_Raw data:_
● ● ● ●

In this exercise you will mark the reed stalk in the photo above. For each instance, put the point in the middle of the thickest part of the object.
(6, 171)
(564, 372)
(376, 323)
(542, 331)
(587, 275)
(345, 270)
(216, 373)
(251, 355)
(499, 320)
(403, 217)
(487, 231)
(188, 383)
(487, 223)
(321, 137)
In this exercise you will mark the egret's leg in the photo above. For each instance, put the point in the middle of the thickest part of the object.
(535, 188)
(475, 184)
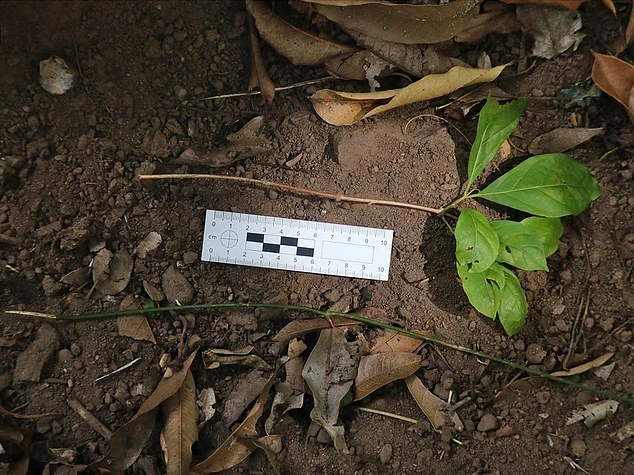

● ● ● ●

_Stated problem:_
Convert each line of the data above into a string in a JSON list, one string per line, with blank lines omitted. Exclude the picture marker from the list.

_Complete answer:_
[
  "In this exercise you will mark the reed stalk in the photo above. For each instance, put the point in the middle of the thickest part of the object.",
  "(6, 171)",
  "(564, 372)",
  "(376, 323)",
  "(542, 331)",
  "(587, 275)",
  "(345, 270)",
  "(216, 373)",
  "(251, 355)",
  "(499, 320)",
  "(403, 217)",
  "(487, 231)",
  "(188, 383)",
  "(487, 223)",
  "(321, 137)",
  "In this exercise you will mark the egret's leg in the photo above. For each instance, put the point in the middle of the thickest part of the object.",
  "(535, 188)",
  "(475, 184)"
]